START Excerpt to read

McCoy v. Comm'r of Internal Revenue

Decision Date09 March 1972
Docket NumberDocket No. 4926-69.
Citation57 T.C. 732
PartiesROBERT L. McCOY AND EVA M. McCOY, PETITIONERS v. COMMISSIONER OF INTERNAL REVENUE, RESPONDENT
CourtU.S. Tax Court

OPINION TEXT STARTS HERE

Orvall L. Viers, for the petitioners.

J. C. Linge, for the respondent.

Petitioner's husband realized income in 1965 upon the incorporation of a partnership whose liabilities exceeded the adjust basis of the transferred assets, but he did not report the gain in the joint income tax return filed that year. T.C. Memo, 1971-34. Held, petitioner is not relieved of joint and several liability for tax under sec. 6013(e), I.R.C. 1954, since her lack of knowledge of the omission was merely ignorance of the legal tax consequences of the incorporation, of which her husband was equally unaware.

END Excerpt to read
START Data supplied

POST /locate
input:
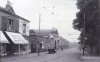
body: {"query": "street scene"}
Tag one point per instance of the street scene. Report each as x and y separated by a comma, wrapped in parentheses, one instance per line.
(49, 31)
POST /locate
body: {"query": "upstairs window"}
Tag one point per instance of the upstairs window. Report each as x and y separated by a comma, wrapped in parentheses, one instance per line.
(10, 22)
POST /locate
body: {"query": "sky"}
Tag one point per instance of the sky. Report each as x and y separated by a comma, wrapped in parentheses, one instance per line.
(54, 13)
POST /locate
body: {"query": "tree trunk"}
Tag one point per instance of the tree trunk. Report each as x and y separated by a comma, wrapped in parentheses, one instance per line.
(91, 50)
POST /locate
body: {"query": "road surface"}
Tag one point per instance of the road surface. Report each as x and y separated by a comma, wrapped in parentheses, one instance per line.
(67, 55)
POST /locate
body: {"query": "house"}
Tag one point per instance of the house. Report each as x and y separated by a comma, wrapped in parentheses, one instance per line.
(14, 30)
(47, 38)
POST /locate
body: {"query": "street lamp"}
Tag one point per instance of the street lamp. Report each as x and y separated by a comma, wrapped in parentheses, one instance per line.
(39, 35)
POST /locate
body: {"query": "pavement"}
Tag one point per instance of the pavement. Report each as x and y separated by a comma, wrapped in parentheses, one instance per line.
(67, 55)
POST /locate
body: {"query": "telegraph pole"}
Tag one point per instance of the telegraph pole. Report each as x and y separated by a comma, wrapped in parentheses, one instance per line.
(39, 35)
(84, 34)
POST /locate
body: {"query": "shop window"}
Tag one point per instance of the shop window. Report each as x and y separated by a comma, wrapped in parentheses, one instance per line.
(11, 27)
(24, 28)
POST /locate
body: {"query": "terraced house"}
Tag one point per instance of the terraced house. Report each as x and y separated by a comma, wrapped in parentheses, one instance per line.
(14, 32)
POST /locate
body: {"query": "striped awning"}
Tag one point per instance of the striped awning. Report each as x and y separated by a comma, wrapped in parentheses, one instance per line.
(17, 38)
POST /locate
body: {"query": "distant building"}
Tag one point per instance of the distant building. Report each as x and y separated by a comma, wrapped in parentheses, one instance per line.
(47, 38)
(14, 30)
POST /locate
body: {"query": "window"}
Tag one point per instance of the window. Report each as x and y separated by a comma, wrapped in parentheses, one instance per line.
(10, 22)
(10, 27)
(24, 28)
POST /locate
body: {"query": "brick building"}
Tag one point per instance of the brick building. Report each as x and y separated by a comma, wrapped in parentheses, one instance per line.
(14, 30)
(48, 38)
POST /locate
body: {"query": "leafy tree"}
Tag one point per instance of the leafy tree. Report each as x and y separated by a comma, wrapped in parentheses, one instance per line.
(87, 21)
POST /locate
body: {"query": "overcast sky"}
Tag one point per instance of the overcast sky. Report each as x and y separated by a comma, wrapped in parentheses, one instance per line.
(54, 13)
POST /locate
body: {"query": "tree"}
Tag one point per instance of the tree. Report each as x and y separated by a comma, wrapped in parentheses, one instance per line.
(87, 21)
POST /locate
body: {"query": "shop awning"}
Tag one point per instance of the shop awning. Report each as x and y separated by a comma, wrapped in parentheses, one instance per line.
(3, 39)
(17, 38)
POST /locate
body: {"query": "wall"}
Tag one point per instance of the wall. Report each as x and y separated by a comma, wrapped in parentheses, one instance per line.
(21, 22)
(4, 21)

END Data supplied
START Data supplied

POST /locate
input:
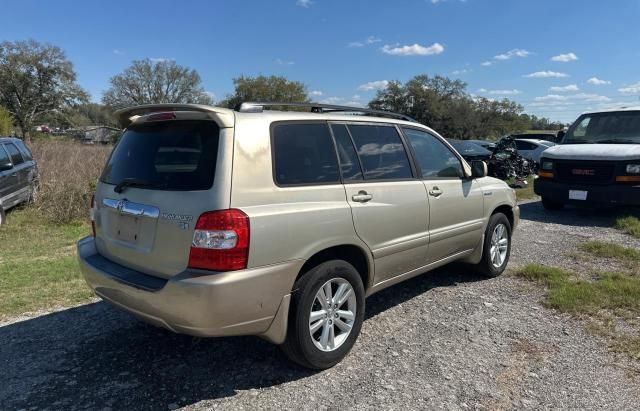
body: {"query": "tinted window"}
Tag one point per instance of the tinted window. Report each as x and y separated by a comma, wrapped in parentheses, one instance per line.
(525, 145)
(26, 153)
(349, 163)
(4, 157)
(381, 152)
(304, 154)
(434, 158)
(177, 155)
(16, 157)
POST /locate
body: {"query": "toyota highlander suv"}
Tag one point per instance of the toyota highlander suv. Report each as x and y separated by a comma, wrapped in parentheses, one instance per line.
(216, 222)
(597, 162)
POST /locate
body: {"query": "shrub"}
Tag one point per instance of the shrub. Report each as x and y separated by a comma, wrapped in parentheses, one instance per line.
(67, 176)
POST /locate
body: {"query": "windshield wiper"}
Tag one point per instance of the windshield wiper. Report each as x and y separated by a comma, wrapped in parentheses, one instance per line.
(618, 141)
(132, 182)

END Data supplied

• [To be done]: Render this sentence from the tax court opinion in Spanish: "Held, petitioner is not relieved of joint and several liability for tax under sec. 6013(e), I.R.C. 1954, since her lack of knowledge of the omission was merely ignorance of the legal tax consequences of the incorporation, of which her husband was equally unaware."

• [Finished task]: Se resuelve que la peticionaria no queda eximida de la responsabilidad solidaria por el impuesto conforme a la sec. 6013(e) del I.R.C. de 1954, puesto que su desconocimiento de la omisión no era más que ignorancia de las consecuencias fiscales jurídicas de la constitución de la sociedad anónima, que su esposo desconocía igualmente.